**WRITTEN INSTRUCTION**
Retype the whole listing below, character for character.
─── THE DATA ───
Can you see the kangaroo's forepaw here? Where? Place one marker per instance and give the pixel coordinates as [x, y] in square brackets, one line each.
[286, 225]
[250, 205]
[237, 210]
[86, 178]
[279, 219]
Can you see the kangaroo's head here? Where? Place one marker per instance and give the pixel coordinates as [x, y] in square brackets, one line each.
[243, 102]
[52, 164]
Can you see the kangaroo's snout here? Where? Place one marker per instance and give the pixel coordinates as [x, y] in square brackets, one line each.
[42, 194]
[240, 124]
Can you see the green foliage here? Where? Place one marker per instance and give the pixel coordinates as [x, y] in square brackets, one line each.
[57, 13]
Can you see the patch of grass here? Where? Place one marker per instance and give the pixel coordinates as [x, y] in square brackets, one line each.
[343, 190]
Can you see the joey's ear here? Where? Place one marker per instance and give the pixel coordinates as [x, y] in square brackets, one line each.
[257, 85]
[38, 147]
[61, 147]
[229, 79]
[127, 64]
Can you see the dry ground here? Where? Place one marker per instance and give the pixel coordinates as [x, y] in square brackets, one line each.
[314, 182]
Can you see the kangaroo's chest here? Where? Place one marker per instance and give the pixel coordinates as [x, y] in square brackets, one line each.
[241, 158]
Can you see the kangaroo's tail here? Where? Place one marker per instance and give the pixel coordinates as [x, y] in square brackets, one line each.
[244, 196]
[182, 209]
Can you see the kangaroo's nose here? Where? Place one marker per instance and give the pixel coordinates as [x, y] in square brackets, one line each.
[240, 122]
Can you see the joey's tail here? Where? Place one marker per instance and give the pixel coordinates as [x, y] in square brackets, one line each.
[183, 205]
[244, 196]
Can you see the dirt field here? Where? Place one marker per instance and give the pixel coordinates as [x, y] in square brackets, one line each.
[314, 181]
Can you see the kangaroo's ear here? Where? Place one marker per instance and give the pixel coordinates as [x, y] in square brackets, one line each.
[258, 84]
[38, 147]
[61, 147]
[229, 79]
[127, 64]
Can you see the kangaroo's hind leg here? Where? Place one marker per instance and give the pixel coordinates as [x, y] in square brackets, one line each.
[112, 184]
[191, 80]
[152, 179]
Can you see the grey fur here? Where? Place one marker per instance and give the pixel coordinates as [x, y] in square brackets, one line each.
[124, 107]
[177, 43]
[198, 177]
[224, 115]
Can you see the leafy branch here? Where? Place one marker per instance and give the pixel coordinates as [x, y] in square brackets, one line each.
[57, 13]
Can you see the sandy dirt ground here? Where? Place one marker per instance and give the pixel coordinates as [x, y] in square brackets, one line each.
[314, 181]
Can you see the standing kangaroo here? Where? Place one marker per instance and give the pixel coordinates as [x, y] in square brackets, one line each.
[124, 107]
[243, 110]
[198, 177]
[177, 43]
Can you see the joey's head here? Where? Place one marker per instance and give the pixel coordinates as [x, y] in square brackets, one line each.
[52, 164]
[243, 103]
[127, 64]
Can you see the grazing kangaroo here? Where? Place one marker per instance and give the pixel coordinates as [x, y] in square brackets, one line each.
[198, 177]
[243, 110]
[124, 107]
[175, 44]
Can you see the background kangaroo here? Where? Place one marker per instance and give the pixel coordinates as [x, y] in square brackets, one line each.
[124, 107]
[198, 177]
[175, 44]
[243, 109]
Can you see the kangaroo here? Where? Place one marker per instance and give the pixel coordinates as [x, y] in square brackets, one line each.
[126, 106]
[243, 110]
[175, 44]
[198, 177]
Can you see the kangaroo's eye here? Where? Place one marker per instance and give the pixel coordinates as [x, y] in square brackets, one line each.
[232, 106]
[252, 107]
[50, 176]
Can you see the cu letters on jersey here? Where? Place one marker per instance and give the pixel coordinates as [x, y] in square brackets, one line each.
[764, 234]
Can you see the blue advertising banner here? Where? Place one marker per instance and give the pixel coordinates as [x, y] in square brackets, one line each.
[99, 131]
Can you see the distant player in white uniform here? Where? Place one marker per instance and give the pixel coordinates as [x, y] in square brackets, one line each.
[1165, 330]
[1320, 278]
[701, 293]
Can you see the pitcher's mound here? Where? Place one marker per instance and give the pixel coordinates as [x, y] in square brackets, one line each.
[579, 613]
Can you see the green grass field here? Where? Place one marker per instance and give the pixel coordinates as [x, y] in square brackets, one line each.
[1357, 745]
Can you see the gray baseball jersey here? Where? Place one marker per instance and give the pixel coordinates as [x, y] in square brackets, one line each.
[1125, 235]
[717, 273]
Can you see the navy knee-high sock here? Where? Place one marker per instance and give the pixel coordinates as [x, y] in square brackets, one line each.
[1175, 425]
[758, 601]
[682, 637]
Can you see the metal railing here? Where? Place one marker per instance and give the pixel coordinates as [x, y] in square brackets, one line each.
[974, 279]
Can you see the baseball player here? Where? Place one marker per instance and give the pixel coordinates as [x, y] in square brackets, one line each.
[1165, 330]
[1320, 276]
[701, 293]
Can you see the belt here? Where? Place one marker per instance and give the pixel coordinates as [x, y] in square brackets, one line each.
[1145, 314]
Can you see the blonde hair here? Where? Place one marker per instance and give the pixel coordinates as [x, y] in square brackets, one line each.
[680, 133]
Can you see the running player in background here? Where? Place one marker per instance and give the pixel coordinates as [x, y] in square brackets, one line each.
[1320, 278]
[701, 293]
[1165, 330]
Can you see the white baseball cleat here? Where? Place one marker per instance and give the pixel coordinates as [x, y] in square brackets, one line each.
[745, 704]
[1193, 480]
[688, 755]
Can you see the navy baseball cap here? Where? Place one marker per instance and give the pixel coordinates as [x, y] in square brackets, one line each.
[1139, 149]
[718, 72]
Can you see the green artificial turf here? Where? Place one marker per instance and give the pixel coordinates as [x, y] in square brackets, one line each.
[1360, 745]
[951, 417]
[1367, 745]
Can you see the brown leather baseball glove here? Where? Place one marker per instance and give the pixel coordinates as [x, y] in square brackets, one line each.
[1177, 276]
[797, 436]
───
**SOLUTION TO THIS EXERCISE**
Can you see the kangaroo's forepaw here? Where? Place one marker per instance and give the pixel coordinates as [x, y] in square brackets, one line each.
[286, 225]
[250, 205]
[237, 210]
[86, 178]
[279, 219]
Can you see the kangaroo's head here? Where? Place one marker per instance and give the pixel coordinates as [x, y] in square brackets, one line each.
[243, 102]
[52, 164]
Can you see the kangaroo's snout here? Where? Place one marker per instance and give the pixel coordinates as [x, y] in square brackets, one line each.
[42, 194]
[240, 124]
Can you see the green foliage here? Where? Place one marker per instance and give the pixel coordinates as [x, y] in square brackets, one line each.
[57, 13]
Can you see the patch of grass here? Where? Place one marker per instance and give the pixel coordinates as [x, y] in square brackets, one line each.
[343, 190]
Can you see the joey's ear here? Where? Place one marker per instance and give the pixel coordinates as [x, y] in square brackets, one line each.
[257, 85]
[38, 147]
[61, 147]
[229, 79]
[127, 64]
Can you see the dry ground here? Where? Place one marker per instance and give the pixel coordinates as [x, y] in square brackets, one line each.
[314, 182]
Can you see the kangaroo's chest here? Where? Place one marker per instance and give the pixel coordinates as [x, y] in square brackets, one line each.
[241, 158]
Can you see the kangaroo's tail here? Where? Place one marker per instance and give the pixel coordinates as [x, y] in square brackets, one line each.
[244, 196]
[182, 209]
Can you see the kangaroo's nose here? Where? Place one marker per instance and give the pixel coordinates as [x, y] in square brackets, one line each.
[240, 122]
Can you see the joey's tail here? Where? Place one marker per instance and give the pixel coordinates as [x, y] in square brackets, one line each.
[183, 205]
[244, 196]
Can you see the dirt field here? Where? Place one marker per instance and give the pixel coordinates as [x, y] in square brackets, one line each.
[314, 181]
Can you see the kangaroo's ear here? Where? Place one marker per instance and give the pixel coordinates as [x, y] in square brackets, one line each.
[258, 84]
[38, 147]
[61, 147]
[229, 79]
[127, 64]
Can you see the kangaroo's hind leg here? Where? Place one marker per instance and give the pixel coordinates as [x, y] in square brackets, one line each.
[112, 184]
[191, 80]
[152, 179]
Can you see the grey fur here? Where? Place one marker per instance and give the pixel coordinates as [x, y] in square brackets, one line each.
[124, 107]
[177, 43]
[198, 177]
[224, 115]
Can you see the leafy branch here? Where? Place one marker per instance and give the pixel coordinates as [x, y] in square brackets, one line each.
[57, 13]
Can you see the sandy dirt ground here? Where? Place one marker per instance and give the pixel coordinates as [x, y] in square brackets, one line each.
[314, 181]
Can you see the standing kangaroo here? Where? Place one marker per instance and give the pixel coordinates as [x, y] in square brackets, one line each.
[124, 107]
[243, 110]
[198, 177]
[177, 43]
Can you see the joey's head here? Where? Place one marker per instance and give the pixel coordinates as [x, y] in square brackets, one line each.
[52, 164]
[243, 103]
[127, 64]
Can you see the grazing kangaroo here? Where? Place one marker per instance and give the pixel coordinates as [x, y] in square brackets, one line each.
[198, 177]
[243, 110]
[124, 107]
[175, 44]
Can you see the background kangaroo here? Where? Place one marker per instance and give the pixel coordinates as [x, y] in square brackets, one line each.
[124, 107]
[198, 177]
[175, 44]
[243, 109]
Can you see the kangaroo here? Where? Place one marker per instance and give the pixel coordinates as [x, y] in square brackets, one line each.
[126, 106]
[243, 110]
[175, 44]
[198, 177]
Can you see the kangaroo's eye here? Where? Place one marker per instance and give the pixel coordinates as [x, y] in square brackets, one line each.
[232, 106]
[252, 107]
[50, 176]
Can you see the cu letters on jersey here? Where? Place one marker per instance and give the pixel coordinates as [x, y] in square brackets, one line each.
[764, 234]
Can you see the blue advertising banner here? Where? Place one marker per instance and give the pixel coordinates as [x, y] in square brackets, one line each.
[99, 131]
Can you see the distant player in white uniform here? Where? Place one marker per instance and give the pixel coordinates as [x, y] in square brackets, one line each.
[1165, 330]
[1320, 278]
[701, 293]
Can you see the pitcher's mound here? Where? Place one marker per instance and give the pixel coordinates as [x, y] in square brackets, one line each.
[579, 613]
Can you see the green grass field here? Where? Place one marker per instance and give the pixel coordinates as [x, y] in square brackets, one line each.
[1357, 745]
Can you see the gray baseball jersey here? Where? Place one marker per instance and give the pixel coordinates as [x, y] in square brackets, one line each.
[1125, 235]
[717, 273]
Can you see the navy knee-high sock here? Where? Place one marker per instance and give the pixel coordinates as [x, y] in square brackets, one line each.
[1175, 425]
[758, 601]
[682, 637]
Can you see the metal railing here? Where? Place one marker per instance and give the pixel coordinates as [x, y] in square brackets, one line each.
[974, 279]
Can you see the baseball player here? Where? Place one marker per instance and give the pixel coordinates as [x, y] in square brackets, one line each.
[1165, 330]
[1320, 276]
[701, 293]
Can you see the belt here? Where? Place one marker per instance and give the pixel coordinates as [x, y] in square brackets, one line each.
[1145, 314]
Can you see the blonde hair here? Where? Place one marker per instance and give the pixel coordinates as [x, y] in square brackets, one line each.
[680, 133]
Can you see the running player in background here? Where? Place one marker per instance and give the pixel coordinates as [x, y] in square brackets, one line each.
[1320, 278]
[701, 293]
[1165, 330]
Can you see the white baseball cleat here? Where? Place one marker per instance and give the pixel coordinates as [x, y] in square brackets, one line each.
[745, 704]
[1193, 480]
[688, 755]
Can you see the navy baseball cap here? Where? Place one marker per instance and give the pixel coordinates as [x, y] in square brackets, one line each.
[1139, 149]
[718, 72]
Can you see the green artificial turf here? Where? Place one marker per instance and give the pixel coordinates as [x, y] in square brackets, one line each.
[1360, 745]
[951, 417]
[1367, 745]
Can you see the brown leather baseball glove here? Where? Place one marker per instance and give the pixel coordinates as [x, y] in square brackets, one line each.
[1177, 276]
[797, 436]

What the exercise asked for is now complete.